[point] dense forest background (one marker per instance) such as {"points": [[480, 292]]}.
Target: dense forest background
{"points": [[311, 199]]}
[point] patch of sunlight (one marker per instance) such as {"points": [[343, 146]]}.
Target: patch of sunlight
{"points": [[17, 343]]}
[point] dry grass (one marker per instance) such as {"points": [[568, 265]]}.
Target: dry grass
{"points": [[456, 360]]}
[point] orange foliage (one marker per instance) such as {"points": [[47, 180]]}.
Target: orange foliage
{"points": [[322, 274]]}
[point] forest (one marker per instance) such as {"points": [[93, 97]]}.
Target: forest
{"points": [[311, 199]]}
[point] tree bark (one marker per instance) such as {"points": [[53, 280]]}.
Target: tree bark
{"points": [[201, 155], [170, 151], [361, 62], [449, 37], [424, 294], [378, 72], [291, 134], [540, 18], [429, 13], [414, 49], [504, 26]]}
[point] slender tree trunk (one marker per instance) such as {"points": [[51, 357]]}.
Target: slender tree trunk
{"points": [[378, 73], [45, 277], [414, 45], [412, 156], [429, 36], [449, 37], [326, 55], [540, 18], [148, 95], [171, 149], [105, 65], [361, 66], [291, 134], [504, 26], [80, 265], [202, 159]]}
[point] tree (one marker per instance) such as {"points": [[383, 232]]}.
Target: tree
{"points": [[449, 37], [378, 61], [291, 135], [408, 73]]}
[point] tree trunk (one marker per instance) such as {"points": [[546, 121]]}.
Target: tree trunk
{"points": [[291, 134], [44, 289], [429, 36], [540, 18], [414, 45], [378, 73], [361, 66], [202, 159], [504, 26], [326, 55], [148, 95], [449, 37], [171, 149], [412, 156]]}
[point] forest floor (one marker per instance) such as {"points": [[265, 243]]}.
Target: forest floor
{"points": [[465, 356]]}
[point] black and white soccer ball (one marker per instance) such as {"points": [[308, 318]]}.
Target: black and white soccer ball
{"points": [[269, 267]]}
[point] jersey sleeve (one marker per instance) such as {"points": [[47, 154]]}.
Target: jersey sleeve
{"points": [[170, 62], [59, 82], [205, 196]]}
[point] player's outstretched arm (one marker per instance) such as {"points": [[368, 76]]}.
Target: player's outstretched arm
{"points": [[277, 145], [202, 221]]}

══════

▶ **What the exercise asks**
Print the listing once more, exactly as it stands above.

▶ **Response box**
[point] dense forest background (one marker per instance) such as {"points": [[480, 292]]}.
Target: dense forest background
{"points": [[311, 199]]}
[point] patch of sunlight (one marker per instance) such as {"points": [[343, 146]]}.
Target: patch of sunlight
{"points": [[17, 343]]}
[point] dry grass (one marker per instance) such as {"points": [[568, 265]]}.
Target: dry grass
{"points": [[456, 360]]}
[point] orange foliage (one marker per instance) such as {"points": [[47, 180]]}.
Target: orange foliage
{"points": [[322, 274]]}
[point] forest (one marker per instance) such as {"points": [[93, 97]]}.
Target: forest
{"points": [[311, 199]]}
[point] tree bark (one marker per instance) such as {"points": [[53, 280]]}.
Target: tree bark
{"points": [[201, 155], [170, 151], [361, 62], [449, 37], [424, 294], [378, 72], [291, 134], [540, 18], [429, 13], [414, 49], [504, 26]]}
[point] slender tree trunk (one marker per instance) such as {"points": [[51, 357]]}.
Target: slender tree trunk
{"points": [[378, 73], [45, 277], [414, 45], [412, 156], [429, 36], [449, 37], [326, 55], [540, 18], [148, 95], [171, 149], [105, 65], [361, 66], [291, 134], [504, 26], [80, 265], [202, 159]]}
[point] tree (one marker per instance) such as {"points": [[383, 232]]}.
Target: tree
{"points": [[449, 37], [378, 61], [291, 135], [408, 73]]}
[point] tree trunk (one marker per instance) such as {"points": [[546, 121]]}.
Target: tree trunk
{"points": [[291, 134], [44, 289], [429, 36], [540, 18], [414, 45], [378, 73], [361, 66], [202, 159], [504, 26], [326, 55], [148, 95], [449, 37], [171, 149], [412, 156]]}
[point] forest floor (one marker per instance) such as {"points": [[265, 243]]}.
Target: forest floor
{"points": [[465, 356]]}
[point] black and white soccer ball (one marker per instance) such as {"points": [[308, 318]]}.
Target: black and white soccer ball
{"points": [[269, 267]]}
[point] jersey sleeve (one marker per instance) such as {"points": [[47, 154]]}.
Target: jersey sleeve
{"points": [[170, 62], [59, 82], [205, 196]]}
[point] player's outstretched arm (one marker per instance) such as {"points": [[368, 76]]}.
Target: player's outstretched arm
{"points": [[277, 145], [202, 221]]}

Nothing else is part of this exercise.